Set down the rows below word for word, from the very start down through the line that holds "positive clicks: (645, 306) (591, 311)".

Start of Source material

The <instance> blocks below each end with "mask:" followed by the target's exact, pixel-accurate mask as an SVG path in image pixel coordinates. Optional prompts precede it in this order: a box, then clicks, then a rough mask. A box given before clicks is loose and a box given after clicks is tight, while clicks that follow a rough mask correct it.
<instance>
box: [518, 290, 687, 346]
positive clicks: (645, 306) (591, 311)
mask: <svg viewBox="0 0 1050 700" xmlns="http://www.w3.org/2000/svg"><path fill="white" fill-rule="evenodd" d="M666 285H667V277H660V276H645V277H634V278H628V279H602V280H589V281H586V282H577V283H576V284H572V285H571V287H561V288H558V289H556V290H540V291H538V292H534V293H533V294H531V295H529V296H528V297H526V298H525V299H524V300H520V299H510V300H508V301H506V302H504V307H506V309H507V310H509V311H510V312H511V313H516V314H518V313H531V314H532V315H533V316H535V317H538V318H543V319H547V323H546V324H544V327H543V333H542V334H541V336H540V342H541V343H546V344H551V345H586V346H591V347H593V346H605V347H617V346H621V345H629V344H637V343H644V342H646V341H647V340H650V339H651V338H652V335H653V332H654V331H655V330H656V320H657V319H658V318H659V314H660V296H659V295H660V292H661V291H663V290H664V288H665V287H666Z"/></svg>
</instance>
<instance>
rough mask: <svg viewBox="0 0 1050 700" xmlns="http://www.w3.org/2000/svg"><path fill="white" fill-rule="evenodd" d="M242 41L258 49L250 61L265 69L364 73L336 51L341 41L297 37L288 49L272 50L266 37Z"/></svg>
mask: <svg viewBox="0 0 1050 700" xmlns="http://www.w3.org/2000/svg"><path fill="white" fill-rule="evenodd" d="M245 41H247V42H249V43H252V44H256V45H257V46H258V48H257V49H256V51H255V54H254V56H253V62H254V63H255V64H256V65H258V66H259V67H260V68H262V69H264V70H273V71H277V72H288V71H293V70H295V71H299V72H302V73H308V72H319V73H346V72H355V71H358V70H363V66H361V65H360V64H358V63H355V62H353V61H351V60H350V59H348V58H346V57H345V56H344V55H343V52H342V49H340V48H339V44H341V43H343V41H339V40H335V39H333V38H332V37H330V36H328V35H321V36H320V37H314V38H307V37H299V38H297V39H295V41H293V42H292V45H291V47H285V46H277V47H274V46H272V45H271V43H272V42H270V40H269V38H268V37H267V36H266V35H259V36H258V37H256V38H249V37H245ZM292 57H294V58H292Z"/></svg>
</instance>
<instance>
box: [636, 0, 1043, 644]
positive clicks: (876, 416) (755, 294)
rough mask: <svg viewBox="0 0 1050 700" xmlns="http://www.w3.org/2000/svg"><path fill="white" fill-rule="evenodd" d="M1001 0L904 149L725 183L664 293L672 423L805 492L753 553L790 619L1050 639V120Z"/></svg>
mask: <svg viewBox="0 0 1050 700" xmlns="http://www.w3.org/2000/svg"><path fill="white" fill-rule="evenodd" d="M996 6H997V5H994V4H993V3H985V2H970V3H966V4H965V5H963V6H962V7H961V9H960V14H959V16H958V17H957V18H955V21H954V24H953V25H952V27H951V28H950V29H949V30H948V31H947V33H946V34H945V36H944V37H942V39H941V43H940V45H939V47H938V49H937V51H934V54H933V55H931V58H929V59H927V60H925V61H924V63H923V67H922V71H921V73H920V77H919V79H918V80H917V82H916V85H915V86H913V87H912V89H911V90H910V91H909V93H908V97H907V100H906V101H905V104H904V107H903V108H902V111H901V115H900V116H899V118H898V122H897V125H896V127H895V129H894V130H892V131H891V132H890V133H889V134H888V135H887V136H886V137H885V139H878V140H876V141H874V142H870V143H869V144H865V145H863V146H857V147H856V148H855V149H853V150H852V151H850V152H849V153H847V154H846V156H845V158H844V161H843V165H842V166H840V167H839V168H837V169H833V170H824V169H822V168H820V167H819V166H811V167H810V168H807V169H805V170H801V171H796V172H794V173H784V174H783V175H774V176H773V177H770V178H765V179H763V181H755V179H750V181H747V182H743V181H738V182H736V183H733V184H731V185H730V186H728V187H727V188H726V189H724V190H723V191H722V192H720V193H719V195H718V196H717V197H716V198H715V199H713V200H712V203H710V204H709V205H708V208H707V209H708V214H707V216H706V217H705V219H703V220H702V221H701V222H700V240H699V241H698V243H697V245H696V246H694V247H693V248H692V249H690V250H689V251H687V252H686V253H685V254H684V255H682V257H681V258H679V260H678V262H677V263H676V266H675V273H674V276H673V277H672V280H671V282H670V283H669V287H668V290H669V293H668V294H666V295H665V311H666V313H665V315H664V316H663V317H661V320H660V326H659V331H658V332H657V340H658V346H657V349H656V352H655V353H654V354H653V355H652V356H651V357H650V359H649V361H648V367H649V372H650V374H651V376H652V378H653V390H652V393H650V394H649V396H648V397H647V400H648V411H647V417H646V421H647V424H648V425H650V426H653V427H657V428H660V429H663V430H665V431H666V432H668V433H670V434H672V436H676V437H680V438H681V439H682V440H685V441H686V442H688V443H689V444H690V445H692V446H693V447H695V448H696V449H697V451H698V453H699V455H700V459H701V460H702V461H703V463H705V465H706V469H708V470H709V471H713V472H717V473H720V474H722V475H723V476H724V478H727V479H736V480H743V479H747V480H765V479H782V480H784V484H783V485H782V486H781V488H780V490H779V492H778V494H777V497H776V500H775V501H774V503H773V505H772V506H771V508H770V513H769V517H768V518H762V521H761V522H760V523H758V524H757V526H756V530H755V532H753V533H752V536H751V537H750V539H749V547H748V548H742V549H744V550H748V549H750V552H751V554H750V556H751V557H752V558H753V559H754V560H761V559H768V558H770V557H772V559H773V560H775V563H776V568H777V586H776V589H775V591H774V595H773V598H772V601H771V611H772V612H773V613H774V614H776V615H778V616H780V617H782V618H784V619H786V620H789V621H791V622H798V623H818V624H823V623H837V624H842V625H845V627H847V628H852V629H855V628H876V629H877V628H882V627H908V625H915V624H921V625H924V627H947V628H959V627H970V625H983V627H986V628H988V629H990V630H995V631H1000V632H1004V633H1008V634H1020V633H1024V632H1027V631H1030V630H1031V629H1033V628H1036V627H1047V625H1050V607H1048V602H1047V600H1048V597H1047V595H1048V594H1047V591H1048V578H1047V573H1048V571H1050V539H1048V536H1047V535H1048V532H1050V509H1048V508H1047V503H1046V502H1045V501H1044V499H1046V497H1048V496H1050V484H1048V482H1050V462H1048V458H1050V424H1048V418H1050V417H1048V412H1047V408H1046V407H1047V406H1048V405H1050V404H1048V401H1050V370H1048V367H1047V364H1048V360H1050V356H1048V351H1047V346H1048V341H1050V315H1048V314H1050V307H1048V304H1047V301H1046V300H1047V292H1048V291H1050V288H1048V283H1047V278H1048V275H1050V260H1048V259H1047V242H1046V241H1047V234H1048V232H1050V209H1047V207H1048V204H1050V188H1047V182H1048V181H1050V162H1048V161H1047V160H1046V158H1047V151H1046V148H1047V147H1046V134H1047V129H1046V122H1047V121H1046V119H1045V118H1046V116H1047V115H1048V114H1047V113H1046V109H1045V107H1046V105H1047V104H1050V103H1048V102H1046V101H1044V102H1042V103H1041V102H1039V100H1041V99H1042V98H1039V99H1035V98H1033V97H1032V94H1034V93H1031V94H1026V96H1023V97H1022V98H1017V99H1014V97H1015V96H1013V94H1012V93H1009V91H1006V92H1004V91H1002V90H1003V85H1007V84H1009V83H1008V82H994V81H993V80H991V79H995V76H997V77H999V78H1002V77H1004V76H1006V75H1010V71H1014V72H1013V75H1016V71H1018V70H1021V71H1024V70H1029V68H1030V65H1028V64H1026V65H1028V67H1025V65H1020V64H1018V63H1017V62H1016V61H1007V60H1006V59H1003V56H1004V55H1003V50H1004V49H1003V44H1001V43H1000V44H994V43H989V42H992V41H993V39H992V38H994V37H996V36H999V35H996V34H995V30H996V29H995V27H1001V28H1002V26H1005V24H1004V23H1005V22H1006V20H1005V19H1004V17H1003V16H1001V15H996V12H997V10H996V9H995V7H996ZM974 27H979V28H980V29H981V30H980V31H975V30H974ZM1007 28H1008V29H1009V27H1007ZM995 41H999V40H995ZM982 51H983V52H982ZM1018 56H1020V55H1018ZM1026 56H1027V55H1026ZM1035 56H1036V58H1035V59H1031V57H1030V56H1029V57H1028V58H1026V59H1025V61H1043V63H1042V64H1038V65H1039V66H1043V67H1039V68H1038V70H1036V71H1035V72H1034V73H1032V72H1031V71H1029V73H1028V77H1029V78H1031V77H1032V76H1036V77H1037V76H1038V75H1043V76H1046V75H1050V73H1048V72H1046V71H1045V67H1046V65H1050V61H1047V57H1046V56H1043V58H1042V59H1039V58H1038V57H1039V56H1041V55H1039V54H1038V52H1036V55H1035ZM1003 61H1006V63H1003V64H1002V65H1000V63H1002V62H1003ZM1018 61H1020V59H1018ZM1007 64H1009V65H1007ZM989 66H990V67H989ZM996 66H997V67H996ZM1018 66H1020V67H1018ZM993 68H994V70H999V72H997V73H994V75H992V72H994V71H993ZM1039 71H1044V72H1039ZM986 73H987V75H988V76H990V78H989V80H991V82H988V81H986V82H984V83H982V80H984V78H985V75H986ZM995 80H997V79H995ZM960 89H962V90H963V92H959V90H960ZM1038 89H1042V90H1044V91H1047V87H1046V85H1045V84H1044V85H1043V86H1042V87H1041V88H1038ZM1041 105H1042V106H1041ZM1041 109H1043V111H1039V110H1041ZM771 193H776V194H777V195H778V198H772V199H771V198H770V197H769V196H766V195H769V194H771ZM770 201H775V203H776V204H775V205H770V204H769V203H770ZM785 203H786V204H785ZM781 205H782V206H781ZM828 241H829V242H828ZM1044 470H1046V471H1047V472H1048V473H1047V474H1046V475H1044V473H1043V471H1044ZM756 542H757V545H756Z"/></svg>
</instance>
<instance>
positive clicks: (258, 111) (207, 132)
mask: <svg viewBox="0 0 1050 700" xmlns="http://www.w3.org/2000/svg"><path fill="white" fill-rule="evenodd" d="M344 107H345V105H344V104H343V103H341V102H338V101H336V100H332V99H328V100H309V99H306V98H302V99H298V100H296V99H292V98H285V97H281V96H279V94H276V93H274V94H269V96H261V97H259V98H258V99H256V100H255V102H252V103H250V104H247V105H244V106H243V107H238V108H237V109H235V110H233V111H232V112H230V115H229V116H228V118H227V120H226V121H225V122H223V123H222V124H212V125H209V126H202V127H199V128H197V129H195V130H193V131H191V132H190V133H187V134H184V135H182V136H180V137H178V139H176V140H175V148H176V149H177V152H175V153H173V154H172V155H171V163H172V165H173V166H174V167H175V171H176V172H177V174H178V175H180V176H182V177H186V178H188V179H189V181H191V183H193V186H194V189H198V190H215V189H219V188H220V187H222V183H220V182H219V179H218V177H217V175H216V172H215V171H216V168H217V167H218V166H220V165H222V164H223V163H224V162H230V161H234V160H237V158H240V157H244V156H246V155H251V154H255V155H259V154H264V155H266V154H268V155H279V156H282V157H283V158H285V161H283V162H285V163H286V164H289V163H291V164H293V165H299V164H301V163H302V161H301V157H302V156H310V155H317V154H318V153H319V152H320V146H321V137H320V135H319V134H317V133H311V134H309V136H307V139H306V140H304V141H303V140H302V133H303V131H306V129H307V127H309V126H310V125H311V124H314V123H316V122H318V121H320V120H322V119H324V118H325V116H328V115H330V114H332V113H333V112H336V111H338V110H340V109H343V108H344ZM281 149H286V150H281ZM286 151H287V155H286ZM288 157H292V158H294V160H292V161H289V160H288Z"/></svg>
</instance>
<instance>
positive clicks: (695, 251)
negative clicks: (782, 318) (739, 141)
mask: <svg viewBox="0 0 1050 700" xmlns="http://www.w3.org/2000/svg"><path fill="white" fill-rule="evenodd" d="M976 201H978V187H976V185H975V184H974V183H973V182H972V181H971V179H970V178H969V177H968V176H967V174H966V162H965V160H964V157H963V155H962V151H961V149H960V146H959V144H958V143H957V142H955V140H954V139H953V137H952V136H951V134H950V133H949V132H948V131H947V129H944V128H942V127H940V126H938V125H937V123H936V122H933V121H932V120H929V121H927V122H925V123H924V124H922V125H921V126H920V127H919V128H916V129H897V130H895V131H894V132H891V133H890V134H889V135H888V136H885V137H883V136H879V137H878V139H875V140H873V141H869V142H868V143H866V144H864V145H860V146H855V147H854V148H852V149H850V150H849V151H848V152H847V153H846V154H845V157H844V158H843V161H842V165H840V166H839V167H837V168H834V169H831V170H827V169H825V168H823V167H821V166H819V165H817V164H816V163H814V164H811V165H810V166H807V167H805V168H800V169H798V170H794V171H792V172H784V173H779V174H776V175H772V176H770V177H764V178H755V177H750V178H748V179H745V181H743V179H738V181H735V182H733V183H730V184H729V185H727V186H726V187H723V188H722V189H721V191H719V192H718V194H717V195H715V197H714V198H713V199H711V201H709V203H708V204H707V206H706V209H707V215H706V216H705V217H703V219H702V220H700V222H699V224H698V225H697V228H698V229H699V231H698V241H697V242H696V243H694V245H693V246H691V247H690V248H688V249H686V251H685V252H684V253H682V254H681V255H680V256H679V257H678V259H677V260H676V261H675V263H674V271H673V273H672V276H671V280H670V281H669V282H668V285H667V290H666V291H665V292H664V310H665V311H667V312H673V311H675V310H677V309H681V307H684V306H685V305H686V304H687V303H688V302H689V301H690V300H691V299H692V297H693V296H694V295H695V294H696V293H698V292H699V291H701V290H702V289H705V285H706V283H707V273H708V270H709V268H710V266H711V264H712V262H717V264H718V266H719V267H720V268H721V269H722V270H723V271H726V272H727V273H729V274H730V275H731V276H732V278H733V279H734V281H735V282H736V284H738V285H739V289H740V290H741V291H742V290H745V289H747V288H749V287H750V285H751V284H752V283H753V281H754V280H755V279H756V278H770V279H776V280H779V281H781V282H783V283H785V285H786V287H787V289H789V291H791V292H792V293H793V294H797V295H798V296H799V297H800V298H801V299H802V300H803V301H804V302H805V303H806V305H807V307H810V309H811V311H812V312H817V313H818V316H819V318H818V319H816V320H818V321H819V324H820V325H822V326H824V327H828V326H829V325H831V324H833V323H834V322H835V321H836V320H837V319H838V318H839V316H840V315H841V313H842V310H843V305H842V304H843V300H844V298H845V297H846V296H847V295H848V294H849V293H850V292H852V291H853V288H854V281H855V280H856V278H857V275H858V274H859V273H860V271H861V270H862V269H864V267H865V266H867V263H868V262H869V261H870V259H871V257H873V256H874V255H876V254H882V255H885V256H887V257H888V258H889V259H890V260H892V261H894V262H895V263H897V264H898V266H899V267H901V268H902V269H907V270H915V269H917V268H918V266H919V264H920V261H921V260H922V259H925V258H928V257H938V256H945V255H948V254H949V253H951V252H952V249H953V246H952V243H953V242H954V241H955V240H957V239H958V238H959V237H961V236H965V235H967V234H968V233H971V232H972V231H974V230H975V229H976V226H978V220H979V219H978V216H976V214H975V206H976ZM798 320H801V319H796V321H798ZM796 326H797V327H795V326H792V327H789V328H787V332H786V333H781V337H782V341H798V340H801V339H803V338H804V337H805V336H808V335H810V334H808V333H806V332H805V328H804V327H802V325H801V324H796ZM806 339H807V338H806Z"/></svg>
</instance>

End of Source material

◆ Expected answer ◆
The <instance> blocks below each end with "mask:" followed by the target's exact, pixel-accurate mask as an SVG path in image pixel coordinates. Optional prompts precede it in this order: a box, then clicks, then a rough mask. A box given before clicks is loose and a box given after clicks is tight, while clicks that follow a rough mask correct it.
<instance>
box: [518, 290, 687, 346]
positive clicks: (645, 306) (591, 311)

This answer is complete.